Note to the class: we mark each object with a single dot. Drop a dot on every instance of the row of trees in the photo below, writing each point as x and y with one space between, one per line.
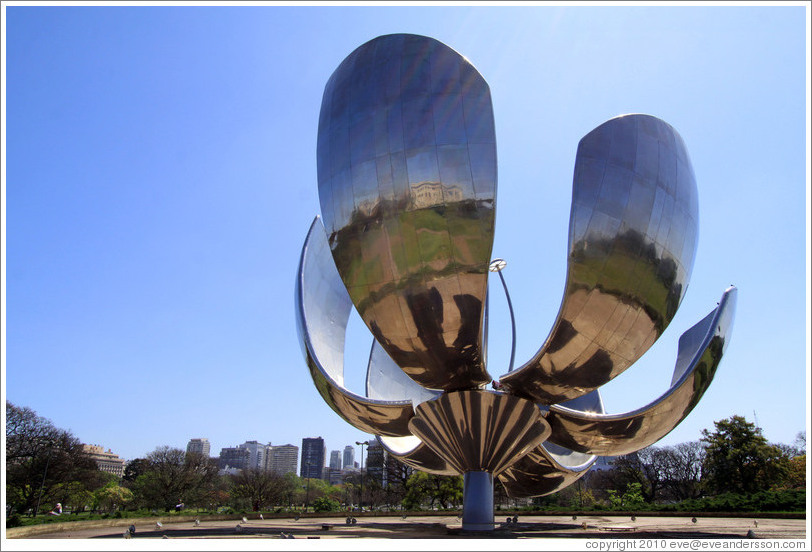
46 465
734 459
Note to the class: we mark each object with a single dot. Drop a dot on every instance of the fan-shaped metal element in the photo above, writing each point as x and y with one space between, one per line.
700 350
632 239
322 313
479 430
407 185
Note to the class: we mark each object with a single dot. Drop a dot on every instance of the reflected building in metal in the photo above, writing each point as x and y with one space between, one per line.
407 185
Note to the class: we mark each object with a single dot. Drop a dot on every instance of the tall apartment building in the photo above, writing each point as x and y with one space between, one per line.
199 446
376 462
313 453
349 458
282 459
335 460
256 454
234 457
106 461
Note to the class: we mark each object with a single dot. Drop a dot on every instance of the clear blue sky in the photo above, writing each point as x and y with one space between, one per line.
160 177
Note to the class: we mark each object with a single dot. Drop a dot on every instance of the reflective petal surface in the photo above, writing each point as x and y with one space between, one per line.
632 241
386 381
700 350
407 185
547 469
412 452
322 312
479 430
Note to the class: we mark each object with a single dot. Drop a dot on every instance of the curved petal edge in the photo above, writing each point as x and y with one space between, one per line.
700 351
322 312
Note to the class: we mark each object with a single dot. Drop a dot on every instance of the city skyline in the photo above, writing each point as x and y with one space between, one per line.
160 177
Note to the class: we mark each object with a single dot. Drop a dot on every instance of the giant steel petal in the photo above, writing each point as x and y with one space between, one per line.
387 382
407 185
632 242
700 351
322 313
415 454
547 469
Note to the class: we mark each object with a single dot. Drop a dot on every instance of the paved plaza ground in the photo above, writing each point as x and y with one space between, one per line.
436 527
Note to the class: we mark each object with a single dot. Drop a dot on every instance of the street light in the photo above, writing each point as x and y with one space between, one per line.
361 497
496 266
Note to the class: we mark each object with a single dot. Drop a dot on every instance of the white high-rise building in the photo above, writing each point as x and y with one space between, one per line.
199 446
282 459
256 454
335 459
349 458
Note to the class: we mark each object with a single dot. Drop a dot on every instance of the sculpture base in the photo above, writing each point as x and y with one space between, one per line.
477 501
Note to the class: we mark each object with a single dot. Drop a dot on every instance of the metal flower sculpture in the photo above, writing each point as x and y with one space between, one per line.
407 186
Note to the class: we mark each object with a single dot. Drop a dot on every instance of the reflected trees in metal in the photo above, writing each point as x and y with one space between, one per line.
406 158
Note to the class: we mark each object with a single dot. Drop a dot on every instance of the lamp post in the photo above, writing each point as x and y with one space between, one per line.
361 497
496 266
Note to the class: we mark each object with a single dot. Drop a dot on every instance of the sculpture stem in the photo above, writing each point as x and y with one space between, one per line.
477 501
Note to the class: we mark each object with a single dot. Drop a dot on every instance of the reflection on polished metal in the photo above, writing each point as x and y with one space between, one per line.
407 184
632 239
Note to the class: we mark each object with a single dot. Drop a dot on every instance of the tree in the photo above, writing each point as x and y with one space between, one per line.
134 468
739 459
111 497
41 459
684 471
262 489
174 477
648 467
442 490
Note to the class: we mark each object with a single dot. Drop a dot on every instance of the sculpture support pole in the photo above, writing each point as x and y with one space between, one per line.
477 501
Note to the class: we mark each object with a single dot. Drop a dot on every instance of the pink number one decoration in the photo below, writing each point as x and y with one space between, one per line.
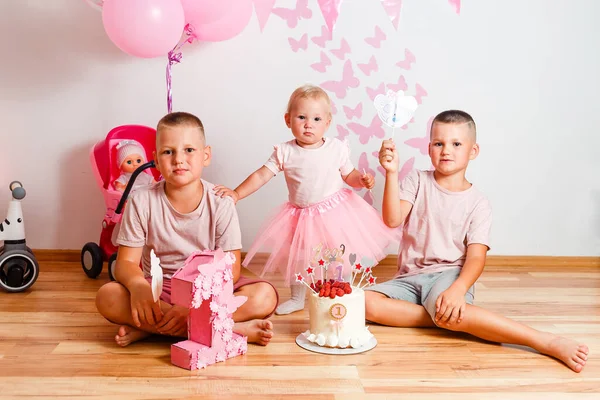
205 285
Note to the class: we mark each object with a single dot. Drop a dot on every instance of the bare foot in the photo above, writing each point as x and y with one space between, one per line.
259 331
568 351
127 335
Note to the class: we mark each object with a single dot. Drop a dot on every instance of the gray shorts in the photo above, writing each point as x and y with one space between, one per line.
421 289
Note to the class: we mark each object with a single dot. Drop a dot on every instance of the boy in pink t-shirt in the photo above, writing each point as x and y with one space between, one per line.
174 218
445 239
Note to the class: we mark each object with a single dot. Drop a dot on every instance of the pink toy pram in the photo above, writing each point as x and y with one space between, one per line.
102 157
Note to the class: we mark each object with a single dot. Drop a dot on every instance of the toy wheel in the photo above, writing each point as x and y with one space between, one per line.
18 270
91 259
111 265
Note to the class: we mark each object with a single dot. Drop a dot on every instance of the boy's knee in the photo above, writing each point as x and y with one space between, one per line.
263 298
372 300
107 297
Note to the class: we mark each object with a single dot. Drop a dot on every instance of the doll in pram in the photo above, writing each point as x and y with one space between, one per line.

- **Work to be completed**: Without the pictures, copy all of the entries exactly as they appear.

- **Your solution**:
Note to the class: we mark each object with a single dot. Drop a dot on every instance of the row of trees in the photo below, writing each point as x and y with one space between, one per line.
46 465
734 459
Note to the class: we mark each object with a single dot. Drop a dot on every instance of the fan-shaped metal element in the photo above, writing each point as x and y with one space between, one per line.
700 350
632 239
322 313
479 430
407 185
Note to the class: we mark each object with a single dot. Drop a dot on every instance of the reflected building in metal in the photo above, writing each point as x and y with one space between, one per line.
407 185
Note to the class: we mark each object with a single dot. Drop a dot on every instance of the tall apartment building in the photo above, writing each point as x and y with one space between, one per line.
199 446
376 462
313 453
349 458
282 459
335 460
256 454
234 457
106 461
Note to the class: we mark each object with a single dot. Drop a dot on every instance of the clear blue sky in the photo above, writing each point as x and y with one space between, one per line.
160 177
Note to the class: we mark each object with a single dot. Drop a dot on every instance of the reflective petal surface in the photo above, writing each point as x and y with one space between, one per line.
632 241
386 381
700 350
407 185
547 469
412 452
322 312
479 430
Note to the class: we mark each object with a single dot. Drop a dot on every instance of the curved petal edge in the photo above, writing each point as x and y with one space between, one per line.
700 351
322 312
Note to the class: we mark each object with a single dot. Drop a dot on every instance of the city skyline in the photo above, writing each point as x and y with one space between, one per line.
160 177
Note to the class: we mark each object with a single dot. Drop a dot on every instance of the giant steel petal in the photo above, writing each point as x and y with one space between, one per line.
387 382
407 185
632 242
700 351
322 313
415 454
547 469
Note to the class: we mark each object with a single dot. Drop a dot on every instance of the paved plaza ground in the photo above, writing each point as x and y with one space between, one per line.
436 527
Note to the class: we mark each object with a single dot. Drop a dot on every instance of the street light in the photo above, writing each point as x and y with one space between, one per line.
361 497
496 266
Note to the class: we mark each object with a single dot. Drop a dot on every instance of the white high-rise building in the photo above, writing each point as x and y with one space between, one per line.
199 446
282 459
256 454
335 459
349 458
Note to the class: we mark each object with a single dot. Drop a dot on every instance of the sculpture base in the photo above, writing each point as x and y with one space between, one per line.
477 501
Note to the class: we mark each object with a single dot. Drop a dot on every instance of the metal flower sculpture in the photo above, writing each point as x and y with one space between, one per line.
407 186
Note to the class: we mark each object with a single dot. Drop a dot on every instance of the reflected trees in metal in the photo above, writing each point as x and y with one space between, one per line.
406 158
Note to the class: we mark each object with a single dot. Drop a dot on every instance of the lamp post in the photo above, writing each point as x and y with one space between, one per line.
361 497
496 266
Note to the class: we mark each object with a single dot. Drop a dot on every instance of the sculpture stem in the photo above, writing each point as x and y with one space between, one per line.
477 501
Note to the class: we mark each object with a single dot. Drop a dot on every instance of the reflection on polished metal in the photo above, writing each point as x and y with one space between, one per line.
407 184
632 239
Note to the class: we mark each object with a single dot. Drop a dot on every instance of the tree in the photo above, writing each point as x and y with one space between, one per line.
134 468
739 459
111 497
41 459
684 471
262 489
174 477
648 467
442 490
Note to the class: we mark each object with a single dot. Drop a dot on every instance of the sculpture support pole in the photo above, writing each point as x and y with one space between, one per line.
477 501
Note to the class: we mark each object with a single dot. Drop a dot on every instance of the pink number one decoration in the photo below, writing each point as x and y with one space between, one per line.
205 285
Note to the class: we mark each object with a single dot. Drop a dot on every instance of the bare foot in the photo above, writing each point as x and y with one space between, one per line.
259 331
568 351
127 335
Note to the class: we mark each object with a single dot. Drop a dot on every instance of the gray shorts in the photo above, writing each point as x and y with one space between, one per line.
421 289
Note to the class: we mark each object with a single dot. Drop a dot on every instance of the boy in pink t-shirt in the photo above, writing each point as x and y with one space between, one per line.
174 218
445 239
Note to the class: we mark each object with a single dot. Drop a dot on every instance of the pink toy pram in the photo above, writing each point as x and y with one space between, one per line.
102 157
Note to the class: we mark each object with a single dot. Drop a dot on every instance of the toy wheel in the photo above, writing each point as x and y with one space between, one per line.
18 270
91 259
111 265
Note to the class: we mark each object with a single dot. Drop a dot on every instance of the boy's knee in the photo above, writing each point as x and y with one space between, one per line.
263 298
372 300
107 297
Note to the class: we mark each object with a single dot. Drop a dot on every instance of the doll in pram in the photo above, writing each point as x and y with one space between, one per line.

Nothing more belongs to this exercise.